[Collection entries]
>>>>>

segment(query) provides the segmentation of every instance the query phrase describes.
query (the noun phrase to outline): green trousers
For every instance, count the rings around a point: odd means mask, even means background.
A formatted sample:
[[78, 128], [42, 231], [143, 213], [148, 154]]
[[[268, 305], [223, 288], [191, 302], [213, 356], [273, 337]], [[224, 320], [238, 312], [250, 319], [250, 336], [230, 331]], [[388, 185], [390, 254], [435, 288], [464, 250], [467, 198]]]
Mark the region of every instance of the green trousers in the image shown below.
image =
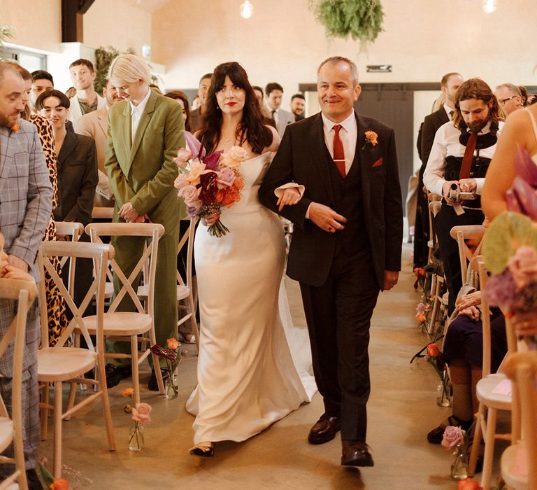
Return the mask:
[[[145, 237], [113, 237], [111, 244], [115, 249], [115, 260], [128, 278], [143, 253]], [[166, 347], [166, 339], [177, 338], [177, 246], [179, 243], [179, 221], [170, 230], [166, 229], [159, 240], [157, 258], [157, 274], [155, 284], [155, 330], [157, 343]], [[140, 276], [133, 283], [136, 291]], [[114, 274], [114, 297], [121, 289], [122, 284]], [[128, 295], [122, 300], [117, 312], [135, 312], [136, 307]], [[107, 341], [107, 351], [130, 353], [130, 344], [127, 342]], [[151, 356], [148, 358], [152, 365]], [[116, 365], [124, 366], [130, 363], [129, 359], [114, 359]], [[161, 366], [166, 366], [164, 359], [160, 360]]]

<<<<<
>>>>>

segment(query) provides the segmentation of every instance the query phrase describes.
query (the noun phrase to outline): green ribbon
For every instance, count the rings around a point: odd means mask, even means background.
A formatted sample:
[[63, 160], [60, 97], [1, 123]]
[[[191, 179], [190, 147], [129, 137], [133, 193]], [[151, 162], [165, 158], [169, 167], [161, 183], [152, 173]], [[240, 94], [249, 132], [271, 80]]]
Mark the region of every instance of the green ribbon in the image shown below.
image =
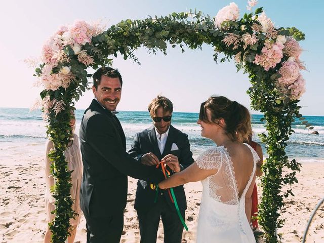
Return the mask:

<<<<<
>>>>>

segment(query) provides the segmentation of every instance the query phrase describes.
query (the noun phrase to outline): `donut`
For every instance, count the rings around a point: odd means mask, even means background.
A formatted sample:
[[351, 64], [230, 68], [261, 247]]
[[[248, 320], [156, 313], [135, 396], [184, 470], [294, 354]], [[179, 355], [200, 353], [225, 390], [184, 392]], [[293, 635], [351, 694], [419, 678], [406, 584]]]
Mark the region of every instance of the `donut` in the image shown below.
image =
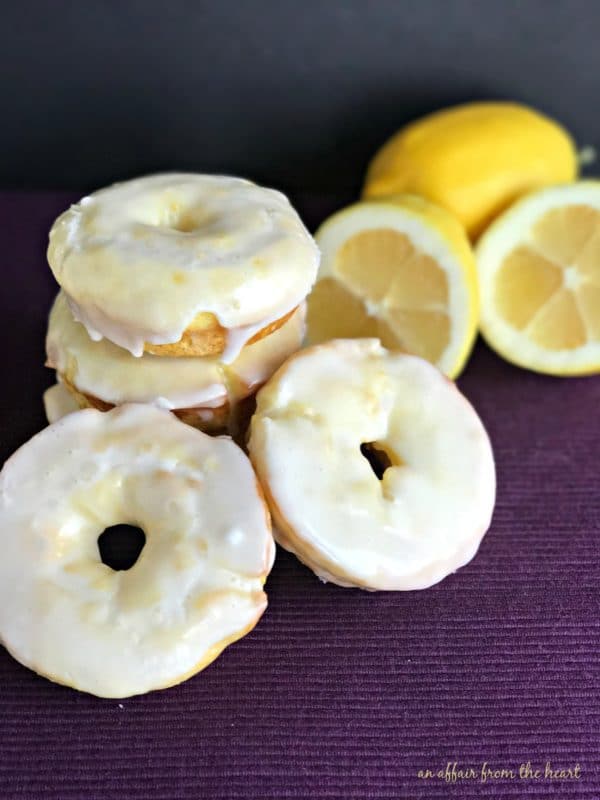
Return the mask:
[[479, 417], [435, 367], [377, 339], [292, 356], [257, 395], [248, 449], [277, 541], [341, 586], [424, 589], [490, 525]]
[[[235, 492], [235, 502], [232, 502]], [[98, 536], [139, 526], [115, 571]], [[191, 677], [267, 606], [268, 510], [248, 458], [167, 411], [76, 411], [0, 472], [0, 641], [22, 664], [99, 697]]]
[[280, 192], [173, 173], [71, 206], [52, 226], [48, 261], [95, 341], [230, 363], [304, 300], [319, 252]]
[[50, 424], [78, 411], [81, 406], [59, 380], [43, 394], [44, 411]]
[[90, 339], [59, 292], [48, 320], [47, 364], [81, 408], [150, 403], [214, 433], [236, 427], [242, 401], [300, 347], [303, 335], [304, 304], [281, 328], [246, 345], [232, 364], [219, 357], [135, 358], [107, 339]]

<<<<<

Stated problem: Find every line in the items above that contains the word "green", matching case exactly, and copy those lines.

Solution for this problem:
query (the noun phrase to outline): green trousers
Mark the region of every instance of the green trousers in the image shown below.
query (the noun phrase to outline): green ribbon
Mark the region of every instance of the green ribbon in the image shown below.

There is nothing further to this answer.